[Study material]
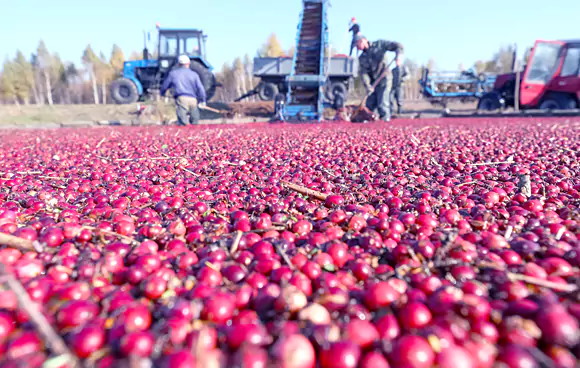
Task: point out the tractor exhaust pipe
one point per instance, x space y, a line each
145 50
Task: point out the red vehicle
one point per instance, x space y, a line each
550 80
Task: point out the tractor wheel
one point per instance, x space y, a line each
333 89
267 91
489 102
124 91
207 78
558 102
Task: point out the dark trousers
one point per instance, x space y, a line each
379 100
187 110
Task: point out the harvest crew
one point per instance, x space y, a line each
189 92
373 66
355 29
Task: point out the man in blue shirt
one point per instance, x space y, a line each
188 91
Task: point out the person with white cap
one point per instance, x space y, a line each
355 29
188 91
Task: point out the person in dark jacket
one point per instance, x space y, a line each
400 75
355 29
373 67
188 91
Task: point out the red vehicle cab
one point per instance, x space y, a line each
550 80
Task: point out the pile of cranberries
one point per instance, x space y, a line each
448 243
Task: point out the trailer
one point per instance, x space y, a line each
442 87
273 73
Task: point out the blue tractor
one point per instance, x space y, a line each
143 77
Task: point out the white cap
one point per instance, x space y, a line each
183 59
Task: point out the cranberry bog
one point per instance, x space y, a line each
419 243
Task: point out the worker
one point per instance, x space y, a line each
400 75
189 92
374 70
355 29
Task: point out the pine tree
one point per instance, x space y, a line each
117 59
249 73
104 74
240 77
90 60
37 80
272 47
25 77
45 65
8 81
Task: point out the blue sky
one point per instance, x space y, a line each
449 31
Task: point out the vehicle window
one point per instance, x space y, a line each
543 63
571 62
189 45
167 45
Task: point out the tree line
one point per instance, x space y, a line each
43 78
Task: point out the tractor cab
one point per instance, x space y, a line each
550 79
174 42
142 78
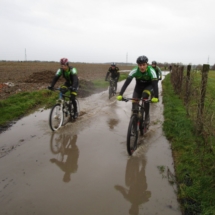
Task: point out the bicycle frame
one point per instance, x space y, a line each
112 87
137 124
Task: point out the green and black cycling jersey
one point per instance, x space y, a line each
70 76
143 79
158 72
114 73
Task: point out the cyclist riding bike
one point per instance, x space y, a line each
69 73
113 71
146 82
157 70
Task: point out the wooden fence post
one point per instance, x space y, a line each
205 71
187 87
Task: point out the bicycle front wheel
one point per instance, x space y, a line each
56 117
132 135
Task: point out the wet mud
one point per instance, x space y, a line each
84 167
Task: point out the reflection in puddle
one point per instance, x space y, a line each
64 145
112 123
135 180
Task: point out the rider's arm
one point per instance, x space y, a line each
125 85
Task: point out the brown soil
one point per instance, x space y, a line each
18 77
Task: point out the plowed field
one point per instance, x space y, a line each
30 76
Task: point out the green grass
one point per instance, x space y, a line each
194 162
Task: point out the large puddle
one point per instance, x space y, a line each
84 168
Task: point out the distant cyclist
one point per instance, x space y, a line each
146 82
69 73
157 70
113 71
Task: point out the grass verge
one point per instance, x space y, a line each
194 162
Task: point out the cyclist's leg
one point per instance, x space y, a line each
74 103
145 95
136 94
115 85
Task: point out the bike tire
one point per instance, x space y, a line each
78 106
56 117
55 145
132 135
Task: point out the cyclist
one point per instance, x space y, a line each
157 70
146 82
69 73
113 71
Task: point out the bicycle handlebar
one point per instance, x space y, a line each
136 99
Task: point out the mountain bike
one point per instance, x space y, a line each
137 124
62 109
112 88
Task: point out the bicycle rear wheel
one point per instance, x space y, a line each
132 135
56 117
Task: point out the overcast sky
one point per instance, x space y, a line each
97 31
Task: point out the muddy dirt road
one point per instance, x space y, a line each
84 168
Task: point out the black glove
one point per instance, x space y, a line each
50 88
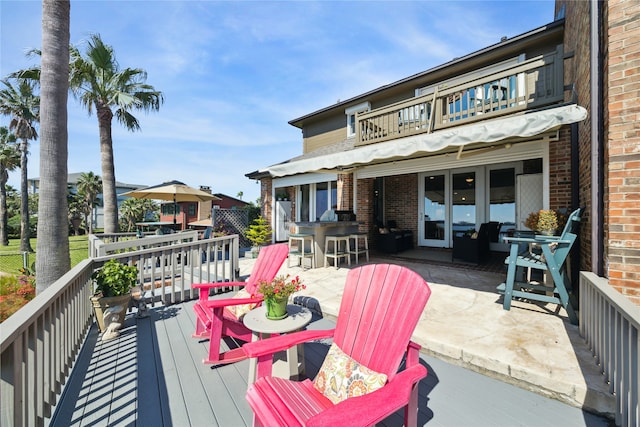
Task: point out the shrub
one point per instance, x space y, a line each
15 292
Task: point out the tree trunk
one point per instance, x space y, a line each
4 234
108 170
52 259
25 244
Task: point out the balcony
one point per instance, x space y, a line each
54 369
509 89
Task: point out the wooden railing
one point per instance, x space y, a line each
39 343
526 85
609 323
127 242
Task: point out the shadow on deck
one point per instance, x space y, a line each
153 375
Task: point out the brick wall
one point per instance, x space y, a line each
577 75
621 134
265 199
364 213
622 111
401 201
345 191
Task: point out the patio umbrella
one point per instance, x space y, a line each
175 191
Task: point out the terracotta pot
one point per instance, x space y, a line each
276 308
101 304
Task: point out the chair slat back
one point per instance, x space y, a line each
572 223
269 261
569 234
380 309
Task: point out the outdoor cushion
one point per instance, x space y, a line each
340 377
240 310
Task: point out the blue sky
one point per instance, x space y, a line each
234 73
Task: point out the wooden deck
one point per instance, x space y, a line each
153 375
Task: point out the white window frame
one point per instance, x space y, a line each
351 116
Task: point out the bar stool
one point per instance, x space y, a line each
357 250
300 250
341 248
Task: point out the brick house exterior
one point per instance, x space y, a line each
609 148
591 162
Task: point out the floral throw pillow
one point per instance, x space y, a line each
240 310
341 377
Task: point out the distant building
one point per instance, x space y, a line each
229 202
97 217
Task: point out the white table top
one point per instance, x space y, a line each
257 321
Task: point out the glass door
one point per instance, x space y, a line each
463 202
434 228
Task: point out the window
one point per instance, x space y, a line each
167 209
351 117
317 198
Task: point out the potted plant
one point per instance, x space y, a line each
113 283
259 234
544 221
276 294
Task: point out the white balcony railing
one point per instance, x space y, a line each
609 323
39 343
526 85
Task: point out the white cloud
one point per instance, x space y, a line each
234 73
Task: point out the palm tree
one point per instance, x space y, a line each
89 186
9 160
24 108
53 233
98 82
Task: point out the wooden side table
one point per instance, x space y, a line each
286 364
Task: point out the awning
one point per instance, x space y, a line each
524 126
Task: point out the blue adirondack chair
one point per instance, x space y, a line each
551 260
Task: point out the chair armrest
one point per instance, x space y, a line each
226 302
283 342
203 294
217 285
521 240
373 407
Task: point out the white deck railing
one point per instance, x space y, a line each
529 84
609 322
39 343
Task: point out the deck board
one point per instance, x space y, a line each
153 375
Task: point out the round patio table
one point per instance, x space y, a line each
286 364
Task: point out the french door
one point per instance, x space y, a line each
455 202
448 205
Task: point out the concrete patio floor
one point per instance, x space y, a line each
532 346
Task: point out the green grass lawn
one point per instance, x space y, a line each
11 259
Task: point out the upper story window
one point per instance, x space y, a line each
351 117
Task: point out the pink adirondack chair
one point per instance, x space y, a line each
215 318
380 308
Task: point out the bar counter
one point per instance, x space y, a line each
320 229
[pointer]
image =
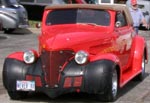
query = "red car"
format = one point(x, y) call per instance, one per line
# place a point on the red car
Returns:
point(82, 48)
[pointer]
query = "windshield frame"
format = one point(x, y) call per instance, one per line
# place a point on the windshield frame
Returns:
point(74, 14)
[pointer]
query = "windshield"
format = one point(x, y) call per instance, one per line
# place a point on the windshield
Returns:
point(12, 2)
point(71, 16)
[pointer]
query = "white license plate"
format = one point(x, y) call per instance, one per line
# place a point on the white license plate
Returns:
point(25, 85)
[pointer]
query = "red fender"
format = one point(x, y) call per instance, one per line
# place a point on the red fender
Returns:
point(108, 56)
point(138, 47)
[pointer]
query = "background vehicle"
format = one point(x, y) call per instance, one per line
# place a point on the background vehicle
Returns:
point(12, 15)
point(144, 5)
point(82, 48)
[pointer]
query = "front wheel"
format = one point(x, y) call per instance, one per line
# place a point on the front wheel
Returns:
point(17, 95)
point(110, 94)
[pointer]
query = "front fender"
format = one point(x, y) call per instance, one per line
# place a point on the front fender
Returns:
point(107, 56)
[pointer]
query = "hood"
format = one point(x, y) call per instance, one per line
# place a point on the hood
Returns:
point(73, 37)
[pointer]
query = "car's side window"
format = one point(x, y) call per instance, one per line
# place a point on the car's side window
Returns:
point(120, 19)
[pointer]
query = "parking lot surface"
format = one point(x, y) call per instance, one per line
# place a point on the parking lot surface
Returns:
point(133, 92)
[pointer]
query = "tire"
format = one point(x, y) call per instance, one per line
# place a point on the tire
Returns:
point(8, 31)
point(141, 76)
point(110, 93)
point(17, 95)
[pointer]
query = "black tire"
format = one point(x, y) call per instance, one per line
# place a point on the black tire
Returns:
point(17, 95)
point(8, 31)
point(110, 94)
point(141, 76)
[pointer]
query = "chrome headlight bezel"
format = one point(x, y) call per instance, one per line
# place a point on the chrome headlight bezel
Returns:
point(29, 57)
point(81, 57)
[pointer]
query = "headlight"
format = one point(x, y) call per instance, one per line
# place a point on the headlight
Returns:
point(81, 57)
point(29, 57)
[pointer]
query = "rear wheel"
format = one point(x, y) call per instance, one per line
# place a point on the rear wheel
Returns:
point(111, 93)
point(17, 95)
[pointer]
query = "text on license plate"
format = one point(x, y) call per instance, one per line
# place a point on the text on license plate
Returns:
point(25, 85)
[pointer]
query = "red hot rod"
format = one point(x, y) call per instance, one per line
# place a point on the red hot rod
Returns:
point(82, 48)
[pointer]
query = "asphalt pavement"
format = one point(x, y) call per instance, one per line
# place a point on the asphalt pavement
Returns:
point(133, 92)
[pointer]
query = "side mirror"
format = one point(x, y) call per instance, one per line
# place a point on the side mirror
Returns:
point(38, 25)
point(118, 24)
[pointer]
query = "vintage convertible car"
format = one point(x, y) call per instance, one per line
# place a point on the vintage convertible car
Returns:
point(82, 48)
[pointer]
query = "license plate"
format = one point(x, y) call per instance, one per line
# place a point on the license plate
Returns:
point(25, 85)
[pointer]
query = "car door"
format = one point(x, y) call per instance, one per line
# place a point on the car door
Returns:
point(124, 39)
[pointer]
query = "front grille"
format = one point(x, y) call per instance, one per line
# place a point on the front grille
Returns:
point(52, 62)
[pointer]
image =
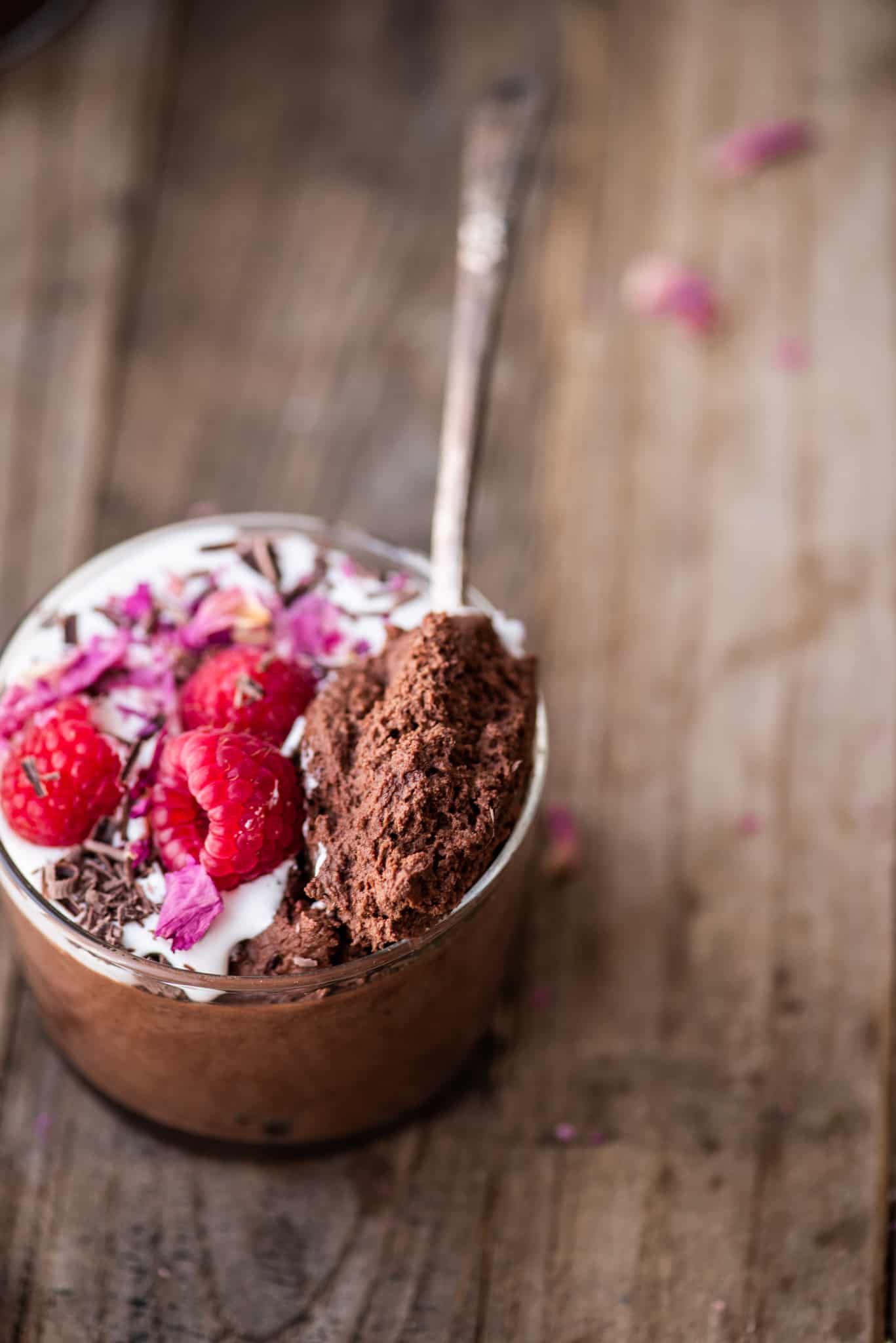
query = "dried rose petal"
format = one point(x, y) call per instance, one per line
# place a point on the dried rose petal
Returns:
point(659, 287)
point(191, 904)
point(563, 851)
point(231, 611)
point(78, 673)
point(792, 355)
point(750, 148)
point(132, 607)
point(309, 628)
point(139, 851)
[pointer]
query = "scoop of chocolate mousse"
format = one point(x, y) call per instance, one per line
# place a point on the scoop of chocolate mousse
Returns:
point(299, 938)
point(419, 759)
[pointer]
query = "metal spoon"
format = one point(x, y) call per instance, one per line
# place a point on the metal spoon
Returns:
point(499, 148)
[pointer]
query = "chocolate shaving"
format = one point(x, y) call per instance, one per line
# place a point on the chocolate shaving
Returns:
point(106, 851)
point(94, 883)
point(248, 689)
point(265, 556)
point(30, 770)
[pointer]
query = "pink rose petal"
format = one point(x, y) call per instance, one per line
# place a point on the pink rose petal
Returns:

[Task item] Each line from the first line of the records through the line containing "Task: point out the worker" must be reproduced exactly, with both ends included and all pictures omitted; nothing else belongs in the answer.

[Result for this exercise]
Task: point out the tractor exhaust pipe
one point per instance, x space y, a line each
145 50
Task: point out the red vehicle
one point per instance, x space y, a line each
550 80
Task: point out the tractor wheel
one point per instance, x space y, a line each
333 89
267 91
489 102
124 91
207 78
558 102
Task: point out the dark trousers
one point per instance, x space y, a line each
379 100
187 110
Task: point out the harvest crew
one point per instance, x space y, a line each
189 92
373 66
355 29
Task: point out the man in blue shirt
one point per instance, x space y, a line each
188 91
Task: point out the person with white cap
one point per instance, x space y, a line each
355 29
188 91
Task: point out the person in dark jacket
one point per instance, x space y, a line each
400 75
355 29
373 67
188 91
Task: point out the red vehicle cab
one point per instance, x space y, a line each
550 80
Task: point out the pile of cranberries
one point per instance, x space y, a line each
448 243
Task: point out the trailer
one point per instance, x space y, a line each
442 87
273 73
Task: point out the blue tractor
one point per instance, x space y, a line each
143 77
Task: point out the white cap
one point per instance, x space y, a line each
183 59
Task: point out the cranberry bog
one point per instance, x space y, a line each
419 243
Task: point out the worker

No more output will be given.